**Instruction 1:**
Reproduce the passage of the review starting at "On June 28, 1914, a" and ending at "truth about everything.", character for character.
**Instruction 2:**
Pull out every line of the rows that contains the word "white" and copy each one unchanged. Matching is case-sensitive.

**Page:**
Spies of the Balkans: History intrudes

August 21, 2010

Jack Batten 

Novelist Alan Furst. 
<http://media.thestar.topscms.com/images/07/51/b038cdea4a1cb4c9910e55840900.jpeg>
 

Most historians appear to think that citizens of the Balkans have always been a 
little crazed. Maybe more than a little.

Otto von Bismarck, the smartest German politician of the 19th century, 
certainly thought so. In 1898, when he was asked what would bring about warfare 
in modern Europe, he answered, “Some damned foolish thing in the Balkans.”

Bismarck knew what he was talking about. 

On June 28, 1914, a tubercular Serbian teenager from Bosnia named Gavrilo 
Princip was eating a sandwich in a Sarajevo delicatessen when Archduke Franz 
Ferdinand of the Austro-Hungarian Empire drove by in an open motorcade. Princip 
rushed into the street and shot Franz Ferdinand dead. The assassination, which 
came as the last straw in numerous European rivalries, led a few weeks later to 
the opening shots in the World War I.

For thriller writers, the Balkans have never been easy to get a handle on. The 
politics and the geography are slippery. Borders keep changing and so do 
alliances. Each nationality has little use for every other nationality, and 
it’s a given that everybody shades the truth about everything. 

Eric Ambler, who set some of his wonderfully atmospheric World War II thrillers 
in the region, handled the Balkan narrative problem with an adroit piece of 
plot construction. In such books as The Mask of Dimitrios, he placed a small 
and personal mystery story on centre stage while around the edges, just off 
stage, the fight for the unruly and unpredictable Balkans proceeded at its own 
pace. For readers more engaged in the mystery — most of us — there was little 
danger of the war’s larger events intruding on our pleasure. 

The contemporary American author of bestselling thrillers, Alan Furst, takes 
the opposite approach. Over the course of 11 densely researched books, Furst 
has been tracking European history from 1933 to 1945, from Hitler’s rise in 
power to his suicide. At least two of the novels, Blood of Victory (2002) and 
the new Spies of the Balkans, deal with the Balkans, a part of the world that 
might have defeated a less determined author. 

Unlike Ambler, Furst wouldn’t dream of allowing his readers to pay anything 
except the closest attention to the meaning of the Balkan fighting. It’s 
virtually the only subject on every character’s lips. Risky love affairs occur 
on the peripheries of Furst plots, and puzzles over random crimes promise 
interesting diversions. But no matter how much readers may care about romance 
and murder, Furst treats these as mostly background noise. The point of the 
books is to answer one question: Who’s going to get the best of the crazy Serbs 
and Albanians and the rest of the region’s eccentrics? Furst never loses sight 
of the objective.

In Blood of Victory, British Intelligence recruits a world-weary Russian 
journalist named I. A. Serebin to mess up Germany’s plans to help themselves to 
Romania’s oil. The mission is discussed at enormous length in many clandestine 
Balkan locations, but when Serebin finally gets around to carrying out his 
specific mission in the overall scheme, we’re not entirely sure why he 
bothered. Enlightened as we become about Balkan issues — Furst is never less 
than authoritative — we’re still wondering more than anything how Serebin’s 
carrying on with the delicious Marie-Galante will fare.

**Records supplied:**
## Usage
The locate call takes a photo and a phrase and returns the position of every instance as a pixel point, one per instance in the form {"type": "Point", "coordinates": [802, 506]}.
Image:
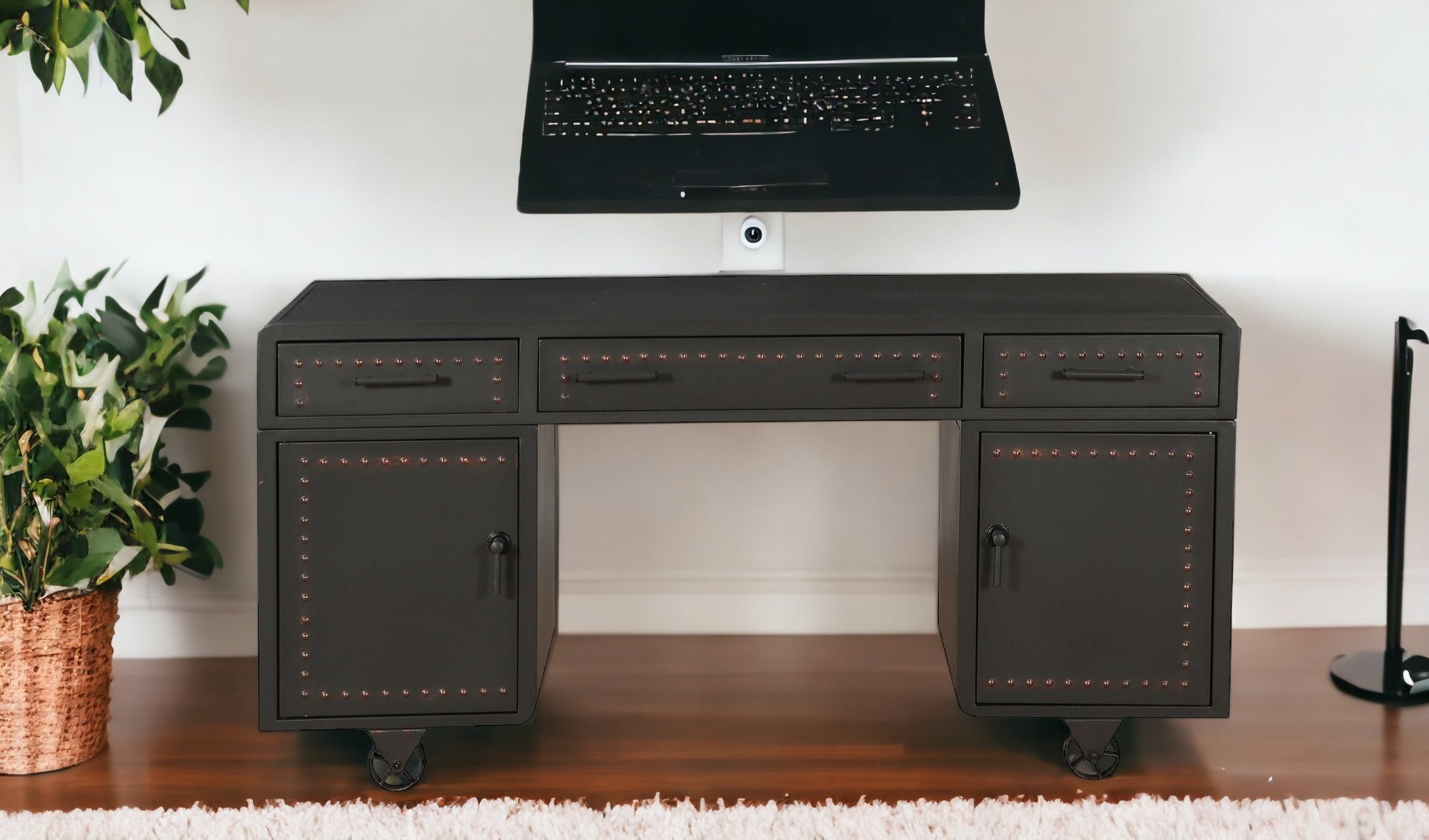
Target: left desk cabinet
{"type": "Point", "coordinates": [402, 586]}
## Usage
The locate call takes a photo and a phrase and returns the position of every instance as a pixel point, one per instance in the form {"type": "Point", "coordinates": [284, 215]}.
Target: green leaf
{"type": "Point", "coordinates": [14, 9]}
{"type": "Point", "coordinates": [118, 61]}
{"type": "Point", "coordinates": [88, 468]}
{"type": "Point", "coordinates": [121, 24]}
{"type": "Point", "coordinates": [81, 61]}
{"type": "Point", "coordinates": [214, 369]}
{"type": "Point", "coordinates": [76, 25]}
{"type": "Point", "coordinates": [204, 559]}
{"type": "Point", "coordinates": [184, 521]}
{"type": "Point", "coordinates": [119, 331]}
{"type": "Point", "coordinates": [58, 66]}
{"type": "Point", "coordinates": [152, 302]}
{"type": "Point", "coordinates": [99, 549]}
{"type": "Point", "coordinates": [81, 498]}
{"type": "Point", "coordinates": [42, 69]}
{"type": "Point", "coordinates": [165, 76]}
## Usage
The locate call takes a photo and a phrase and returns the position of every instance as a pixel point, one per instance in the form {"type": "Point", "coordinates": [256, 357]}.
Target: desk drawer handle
{"type": "Point", "coordinates": [498, 544]}
{"type": "Point", "coordinates": [601, 378]}
{"type": "Point", "coordinates": [1104, 375]}
{"type": "Point", "coordinates": [998, 538]}
{"type": "Point", "coordinates": [381, 382]}
{"type": "Point", "coordinates": [885, 376]}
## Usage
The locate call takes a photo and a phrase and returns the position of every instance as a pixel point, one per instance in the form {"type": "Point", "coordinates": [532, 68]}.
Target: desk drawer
{"type": "Point", "coordinates": [1085, 372]}
{"type": "Point", "coordinates": [691, 375]}
{"type": "Point", "coordinates": [395, 378]}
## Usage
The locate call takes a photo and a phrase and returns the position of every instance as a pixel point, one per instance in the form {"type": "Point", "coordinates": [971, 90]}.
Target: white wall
{"type": "Point", "coordinates": [11, 192]}
{"type": "Point", "coordinates": [1274, 149]}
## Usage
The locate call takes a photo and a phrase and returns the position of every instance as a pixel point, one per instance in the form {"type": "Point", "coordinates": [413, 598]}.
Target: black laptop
{"type": "Point", "coordinates": [659, 106]}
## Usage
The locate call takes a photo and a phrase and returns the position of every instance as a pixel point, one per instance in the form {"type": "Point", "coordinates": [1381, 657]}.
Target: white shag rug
{"type": "Point", "coordinates": [1142, 818]}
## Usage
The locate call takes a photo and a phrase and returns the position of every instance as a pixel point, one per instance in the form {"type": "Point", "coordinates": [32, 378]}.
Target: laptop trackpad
{"type": "Point", "coordinates": [781, 175]}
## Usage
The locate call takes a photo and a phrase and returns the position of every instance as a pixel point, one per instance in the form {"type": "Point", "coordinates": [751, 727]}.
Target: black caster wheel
{"type": "Point", "coordinates": [1092, 768]}
{"type": "Point", "coordinates": [394, 775]}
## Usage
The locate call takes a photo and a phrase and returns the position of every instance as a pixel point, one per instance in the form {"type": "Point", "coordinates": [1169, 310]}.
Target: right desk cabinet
{"type": "Point", "coordinates": [1085, 566]}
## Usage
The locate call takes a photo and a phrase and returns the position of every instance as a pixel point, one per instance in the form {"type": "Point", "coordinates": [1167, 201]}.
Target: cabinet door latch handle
{"type": "Point", "coordinates": [998, 538]}
{"type": "Point", "coordinates": [1081, 375]}
{"type": "Point", "coordinates": [498, 544]}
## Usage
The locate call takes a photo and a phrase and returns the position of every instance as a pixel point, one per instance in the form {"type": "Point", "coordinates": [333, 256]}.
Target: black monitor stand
{"type": "Point", "coordinates": [1391, 675]}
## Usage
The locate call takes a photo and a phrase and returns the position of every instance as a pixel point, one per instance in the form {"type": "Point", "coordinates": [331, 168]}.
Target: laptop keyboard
{"type": "Point", "coordinates": [757, 102]}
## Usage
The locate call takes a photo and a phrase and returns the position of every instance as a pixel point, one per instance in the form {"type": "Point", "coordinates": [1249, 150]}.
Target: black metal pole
{"type": "Point", "coordinates": [1390, 676]}
{"type": "Point", "coordinates": [1398, 482]}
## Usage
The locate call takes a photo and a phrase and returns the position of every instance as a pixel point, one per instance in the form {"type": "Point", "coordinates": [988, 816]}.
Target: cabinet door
{"type": "Point", "coordinates": [1101, 594]}
{"type": "Point", "coordinates": [391, 601]}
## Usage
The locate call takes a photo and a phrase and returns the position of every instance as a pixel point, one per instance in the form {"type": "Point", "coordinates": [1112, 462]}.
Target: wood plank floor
{"type": "Point", "coordinates": [758, 718]}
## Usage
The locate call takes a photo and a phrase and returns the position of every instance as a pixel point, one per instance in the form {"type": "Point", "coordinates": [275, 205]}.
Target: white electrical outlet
{"type": "Point", "coordinates": [752, 242]}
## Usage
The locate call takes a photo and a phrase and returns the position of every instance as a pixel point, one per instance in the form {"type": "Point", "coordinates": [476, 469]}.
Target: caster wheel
{"type": "Point", "coordinates": [1088, 768]}
{"type": "Point", "coordinates": [395, 776]}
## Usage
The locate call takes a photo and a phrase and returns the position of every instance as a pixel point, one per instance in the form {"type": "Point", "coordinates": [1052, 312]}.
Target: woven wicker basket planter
{"type": "Point", "coordinates": [55, 669]}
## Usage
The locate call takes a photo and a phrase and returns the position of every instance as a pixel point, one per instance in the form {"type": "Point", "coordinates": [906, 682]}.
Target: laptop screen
{"type": "Point", "coordinates": [751, 31]}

**Written solution 1:**
On June 28, 1914, a tubercular Serbian teenager from Bosnia named Gavrilo 
Princip was eating a sandwich in a Sarajevo delicatessen when Archduke Franz 
Ferdinand of the Austro-Hungarian Empire drove by in an open motorcade. Princip 
rushed into the street and shot Franz Ferdinand dead. The assassination, which 
came as the last straw in numerous European rivalries, led a few weeks later to 
the opening shots in the World War I.

For thriller writers, the Balkans have never been easy to get a handle on. The 
politics and the geography are slippery. Borders keep changing and so do 
alliances. Each nationality has little use for every other nationality, and 
it’s a given that everybody shades the truth about everything.

**Written solution 2:**
Target: white wall
Target: white shag rug
Target: white electrical outlet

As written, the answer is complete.